## REQUIREMENT
Could you reproduce every entry that follows, exactly as shown?

## LISTED RECORDS
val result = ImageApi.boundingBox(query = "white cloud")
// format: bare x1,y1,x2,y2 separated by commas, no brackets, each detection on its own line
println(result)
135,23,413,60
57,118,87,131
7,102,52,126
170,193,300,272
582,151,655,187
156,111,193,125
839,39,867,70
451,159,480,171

## THE ANSWER
val result = ImageApi.boundingBox(query = "white cloud")
// format: bare x1,y1,x2,y2 separated by commas, no brackets, each detection on its own line
println(result)
135,23,413,60
57,118,87,131
7,102,52,126
170,193,300,272
582,151,655,187
156,111,193,125
839,39,867,70
451,159,480,171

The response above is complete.